(Rows from a pointing dataset)
# # # # #
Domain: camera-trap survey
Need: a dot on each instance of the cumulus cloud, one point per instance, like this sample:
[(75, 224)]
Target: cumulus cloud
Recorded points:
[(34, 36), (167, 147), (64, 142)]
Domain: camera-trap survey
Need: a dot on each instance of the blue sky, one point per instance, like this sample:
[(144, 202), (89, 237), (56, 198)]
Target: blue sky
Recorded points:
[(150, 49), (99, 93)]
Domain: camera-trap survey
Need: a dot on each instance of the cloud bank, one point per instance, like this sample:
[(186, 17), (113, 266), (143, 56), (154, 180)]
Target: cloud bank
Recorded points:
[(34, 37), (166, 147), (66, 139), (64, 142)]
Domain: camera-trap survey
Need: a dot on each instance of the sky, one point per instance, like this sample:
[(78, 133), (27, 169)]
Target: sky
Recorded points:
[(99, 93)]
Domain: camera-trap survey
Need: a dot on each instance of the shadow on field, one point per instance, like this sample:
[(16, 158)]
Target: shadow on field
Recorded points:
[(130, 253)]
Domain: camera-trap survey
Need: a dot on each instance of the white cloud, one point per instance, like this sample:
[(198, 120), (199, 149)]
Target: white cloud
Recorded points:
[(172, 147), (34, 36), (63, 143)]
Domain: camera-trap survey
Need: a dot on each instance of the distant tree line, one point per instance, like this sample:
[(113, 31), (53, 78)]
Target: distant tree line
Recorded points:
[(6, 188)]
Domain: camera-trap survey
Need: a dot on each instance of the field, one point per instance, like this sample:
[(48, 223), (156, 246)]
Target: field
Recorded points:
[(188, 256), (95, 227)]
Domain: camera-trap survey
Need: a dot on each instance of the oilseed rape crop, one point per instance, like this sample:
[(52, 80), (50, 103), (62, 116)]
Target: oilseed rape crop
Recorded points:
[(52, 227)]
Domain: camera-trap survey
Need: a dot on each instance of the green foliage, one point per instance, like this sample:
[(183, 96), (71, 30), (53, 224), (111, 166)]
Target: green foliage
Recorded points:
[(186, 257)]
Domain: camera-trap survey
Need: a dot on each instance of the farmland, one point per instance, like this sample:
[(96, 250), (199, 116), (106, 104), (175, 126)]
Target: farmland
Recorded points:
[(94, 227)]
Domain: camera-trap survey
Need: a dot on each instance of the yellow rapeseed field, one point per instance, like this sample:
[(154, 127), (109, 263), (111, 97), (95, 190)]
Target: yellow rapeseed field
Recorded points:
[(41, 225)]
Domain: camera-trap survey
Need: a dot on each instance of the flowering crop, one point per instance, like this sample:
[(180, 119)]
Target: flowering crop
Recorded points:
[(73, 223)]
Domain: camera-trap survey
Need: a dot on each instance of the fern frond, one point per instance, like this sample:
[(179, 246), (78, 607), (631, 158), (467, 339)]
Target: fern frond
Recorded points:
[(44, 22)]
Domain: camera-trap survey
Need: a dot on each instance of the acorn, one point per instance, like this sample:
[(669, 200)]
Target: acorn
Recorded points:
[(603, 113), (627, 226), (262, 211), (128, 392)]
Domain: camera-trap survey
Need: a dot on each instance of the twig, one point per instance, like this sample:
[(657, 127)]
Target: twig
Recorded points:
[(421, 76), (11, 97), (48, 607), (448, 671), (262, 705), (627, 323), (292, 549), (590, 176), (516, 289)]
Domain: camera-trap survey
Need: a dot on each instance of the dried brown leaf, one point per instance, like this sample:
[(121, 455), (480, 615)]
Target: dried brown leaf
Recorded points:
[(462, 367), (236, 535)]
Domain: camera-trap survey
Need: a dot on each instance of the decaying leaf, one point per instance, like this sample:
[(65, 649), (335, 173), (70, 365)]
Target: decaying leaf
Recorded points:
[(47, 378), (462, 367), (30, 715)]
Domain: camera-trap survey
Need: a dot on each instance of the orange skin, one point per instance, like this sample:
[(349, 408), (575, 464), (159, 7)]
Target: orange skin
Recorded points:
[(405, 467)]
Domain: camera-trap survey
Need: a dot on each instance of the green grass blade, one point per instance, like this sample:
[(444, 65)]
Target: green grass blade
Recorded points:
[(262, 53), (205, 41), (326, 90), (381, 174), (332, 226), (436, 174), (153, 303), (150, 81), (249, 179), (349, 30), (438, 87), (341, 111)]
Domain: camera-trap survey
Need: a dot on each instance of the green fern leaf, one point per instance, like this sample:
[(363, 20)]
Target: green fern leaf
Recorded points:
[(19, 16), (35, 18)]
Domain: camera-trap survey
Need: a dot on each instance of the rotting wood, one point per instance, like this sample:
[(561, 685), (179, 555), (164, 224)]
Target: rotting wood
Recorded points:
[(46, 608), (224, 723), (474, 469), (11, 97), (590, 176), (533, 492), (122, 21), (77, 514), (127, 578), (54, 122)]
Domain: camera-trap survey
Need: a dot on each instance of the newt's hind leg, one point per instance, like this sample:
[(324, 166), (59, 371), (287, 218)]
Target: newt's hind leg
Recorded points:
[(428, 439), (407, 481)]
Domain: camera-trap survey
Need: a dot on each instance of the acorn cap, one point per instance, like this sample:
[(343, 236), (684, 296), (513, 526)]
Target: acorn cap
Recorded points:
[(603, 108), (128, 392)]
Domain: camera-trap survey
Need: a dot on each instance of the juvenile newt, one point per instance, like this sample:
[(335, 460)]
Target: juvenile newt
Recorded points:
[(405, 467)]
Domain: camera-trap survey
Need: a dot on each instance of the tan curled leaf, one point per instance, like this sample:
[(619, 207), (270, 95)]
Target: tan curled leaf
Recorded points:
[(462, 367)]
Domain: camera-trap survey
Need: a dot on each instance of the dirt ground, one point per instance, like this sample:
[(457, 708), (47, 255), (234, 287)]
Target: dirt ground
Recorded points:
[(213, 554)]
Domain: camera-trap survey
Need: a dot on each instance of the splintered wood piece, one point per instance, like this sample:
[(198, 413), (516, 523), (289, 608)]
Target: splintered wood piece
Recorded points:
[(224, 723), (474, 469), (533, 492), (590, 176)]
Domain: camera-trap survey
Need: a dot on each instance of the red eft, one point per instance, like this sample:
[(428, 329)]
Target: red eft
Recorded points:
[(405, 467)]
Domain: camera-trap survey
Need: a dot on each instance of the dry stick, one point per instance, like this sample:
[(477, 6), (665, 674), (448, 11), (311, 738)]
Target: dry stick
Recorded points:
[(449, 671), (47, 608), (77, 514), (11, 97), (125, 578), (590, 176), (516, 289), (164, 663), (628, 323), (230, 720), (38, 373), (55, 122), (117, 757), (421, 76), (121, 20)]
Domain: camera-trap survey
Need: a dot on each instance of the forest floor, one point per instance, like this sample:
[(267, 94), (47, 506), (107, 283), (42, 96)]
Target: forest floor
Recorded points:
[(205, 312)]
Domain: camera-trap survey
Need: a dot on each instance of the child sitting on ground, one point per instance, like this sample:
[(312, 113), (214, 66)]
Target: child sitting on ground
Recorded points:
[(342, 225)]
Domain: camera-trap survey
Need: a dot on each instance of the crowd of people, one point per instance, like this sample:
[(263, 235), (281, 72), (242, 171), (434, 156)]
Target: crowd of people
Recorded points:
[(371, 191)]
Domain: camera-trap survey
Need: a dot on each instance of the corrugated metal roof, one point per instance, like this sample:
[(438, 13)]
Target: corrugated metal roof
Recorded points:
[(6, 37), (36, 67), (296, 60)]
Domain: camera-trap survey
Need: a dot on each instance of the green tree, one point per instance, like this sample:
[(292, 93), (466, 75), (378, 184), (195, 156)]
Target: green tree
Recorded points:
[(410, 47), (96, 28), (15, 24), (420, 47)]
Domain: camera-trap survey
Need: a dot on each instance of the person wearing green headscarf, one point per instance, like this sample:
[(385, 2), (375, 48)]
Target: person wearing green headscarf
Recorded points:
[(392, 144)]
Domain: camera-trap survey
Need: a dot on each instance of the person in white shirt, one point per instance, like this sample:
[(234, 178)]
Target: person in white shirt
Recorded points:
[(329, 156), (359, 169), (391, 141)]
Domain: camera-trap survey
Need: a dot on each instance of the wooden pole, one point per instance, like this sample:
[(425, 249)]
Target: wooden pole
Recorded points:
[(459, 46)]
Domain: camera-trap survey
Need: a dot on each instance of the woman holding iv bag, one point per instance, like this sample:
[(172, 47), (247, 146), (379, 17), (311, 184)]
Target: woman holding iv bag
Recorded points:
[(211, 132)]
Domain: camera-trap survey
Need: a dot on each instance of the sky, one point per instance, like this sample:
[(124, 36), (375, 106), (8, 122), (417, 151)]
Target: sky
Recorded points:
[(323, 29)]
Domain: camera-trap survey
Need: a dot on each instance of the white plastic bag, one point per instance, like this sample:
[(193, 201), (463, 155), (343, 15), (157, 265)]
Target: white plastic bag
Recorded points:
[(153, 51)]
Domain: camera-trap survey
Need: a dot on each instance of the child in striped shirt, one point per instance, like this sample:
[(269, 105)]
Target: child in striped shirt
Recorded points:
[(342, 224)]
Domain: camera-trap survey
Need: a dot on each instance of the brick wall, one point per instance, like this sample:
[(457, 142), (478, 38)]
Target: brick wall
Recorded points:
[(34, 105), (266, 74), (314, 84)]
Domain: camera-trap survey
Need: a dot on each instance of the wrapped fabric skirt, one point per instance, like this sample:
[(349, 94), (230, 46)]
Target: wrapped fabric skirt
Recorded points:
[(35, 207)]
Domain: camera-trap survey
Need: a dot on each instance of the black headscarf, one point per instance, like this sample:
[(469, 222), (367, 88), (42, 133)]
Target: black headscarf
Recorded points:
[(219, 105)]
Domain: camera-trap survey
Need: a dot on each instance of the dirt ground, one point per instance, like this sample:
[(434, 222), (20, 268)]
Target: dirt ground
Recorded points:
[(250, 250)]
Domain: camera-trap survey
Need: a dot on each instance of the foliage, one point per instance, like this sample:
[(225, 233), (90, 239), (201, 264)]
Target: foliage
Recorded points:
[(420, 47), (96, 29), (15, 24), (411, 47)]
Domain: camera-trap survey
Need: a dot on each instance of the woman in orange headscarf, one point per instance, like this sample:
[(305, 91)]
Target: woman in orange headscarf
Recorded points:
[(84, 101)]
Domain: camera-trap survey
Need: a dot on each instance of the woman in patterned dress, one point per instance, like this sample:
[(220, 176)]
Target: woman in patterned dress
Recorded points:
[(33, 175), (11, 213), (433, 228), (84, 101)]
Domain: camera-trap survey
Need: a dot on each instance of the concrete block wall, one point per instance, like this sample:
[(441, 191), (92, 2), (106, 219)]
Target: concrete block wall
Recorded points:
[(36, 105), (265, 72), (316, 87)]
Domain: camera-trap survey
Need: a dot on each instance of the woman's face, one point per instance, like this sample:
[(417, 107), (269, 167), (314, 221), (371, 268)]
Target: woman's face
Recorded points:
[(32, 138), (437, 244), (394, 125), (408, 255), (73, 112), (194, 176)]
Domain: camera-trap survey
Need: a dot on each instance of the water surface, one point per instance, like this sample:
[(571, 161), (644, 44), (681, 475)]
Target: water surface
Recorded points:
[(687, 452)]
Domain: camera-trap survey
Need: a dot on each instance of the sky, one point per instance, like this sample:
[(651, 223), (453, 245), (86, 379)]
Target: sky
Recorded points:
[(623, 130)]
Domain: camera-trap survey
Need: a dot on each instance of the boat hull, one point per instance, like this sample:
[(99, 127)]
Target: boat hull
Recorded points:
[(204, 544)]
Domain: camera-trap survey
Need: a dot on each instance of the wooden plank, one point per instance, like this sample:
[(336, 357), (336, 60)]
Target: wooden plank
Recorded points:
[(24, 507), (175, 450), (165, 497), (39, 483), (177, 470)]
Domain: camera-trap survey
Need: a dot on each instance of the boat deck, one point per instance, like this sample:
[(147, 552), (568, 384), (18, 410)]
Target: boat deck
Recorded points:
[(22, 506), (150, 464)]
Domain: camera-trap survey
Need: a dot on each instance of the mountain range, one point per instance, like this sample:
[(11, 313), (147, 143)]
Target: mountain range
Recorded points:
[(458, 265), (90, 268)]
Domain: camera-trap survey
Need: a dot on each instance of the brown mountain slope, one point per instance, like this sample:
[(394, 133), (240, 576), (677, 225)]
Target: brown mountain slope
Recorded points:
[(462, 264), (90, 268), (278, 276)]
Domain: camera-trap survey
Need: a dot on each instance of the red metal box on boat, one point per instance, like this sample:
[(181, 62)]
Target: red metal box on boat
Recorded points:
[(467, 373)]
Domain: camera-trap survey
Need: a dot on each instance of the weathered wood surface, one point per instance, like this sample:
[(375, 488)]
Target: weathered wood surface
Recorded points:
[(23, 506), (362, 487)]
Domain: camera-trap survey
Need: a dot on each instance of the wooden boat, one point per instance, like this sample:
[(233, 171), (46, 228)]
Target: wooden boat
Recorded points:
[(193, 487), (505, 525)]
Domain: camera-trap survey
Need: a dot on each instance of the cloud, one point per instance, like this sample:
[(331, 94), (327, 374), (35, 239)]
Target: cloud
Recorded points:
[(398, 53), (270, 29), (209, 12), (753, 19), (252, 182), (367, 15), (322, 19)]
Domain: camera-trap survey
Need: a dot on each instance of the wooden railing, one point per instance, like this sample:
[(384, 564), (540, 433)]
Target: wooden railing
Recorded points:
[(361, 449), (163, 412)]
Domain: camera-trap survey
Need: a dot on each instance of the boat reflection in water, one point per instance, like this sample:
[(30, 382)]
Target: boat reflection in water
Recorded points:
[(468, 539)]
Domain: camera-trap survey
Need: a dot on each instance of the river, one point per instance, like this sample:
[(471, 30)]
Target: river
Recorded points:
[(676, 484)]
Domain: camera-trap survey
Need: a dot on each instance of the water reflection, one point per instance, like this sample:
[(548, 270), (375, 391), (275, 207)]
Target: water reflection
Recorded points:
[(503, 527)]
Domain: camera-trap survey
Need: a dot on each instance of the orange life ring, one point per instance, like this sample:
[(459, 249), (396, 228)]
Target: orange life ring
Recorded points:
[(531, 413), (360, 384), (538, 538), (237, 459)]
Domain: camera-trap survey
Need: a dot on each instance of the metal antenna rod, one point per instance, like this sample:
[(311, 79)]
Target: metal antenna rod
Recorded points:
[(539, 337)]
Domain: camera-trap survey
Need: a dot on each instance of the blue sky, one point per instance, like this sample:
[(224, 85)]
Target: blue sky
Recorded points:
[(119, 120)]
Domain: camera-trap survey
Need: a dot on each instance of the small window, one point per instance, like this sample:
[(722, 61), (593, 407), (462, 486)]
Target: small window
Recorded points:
# # # # #
> _Instructions to follow_
Locate every line in the records above that contains the string "striped", and copy each such line in full. Matching is case-sensitive.

> _Task answer_
Need: a dot on each instance of the child in striped shirt, one point per instance, like this sample:
Target: child in striped shirt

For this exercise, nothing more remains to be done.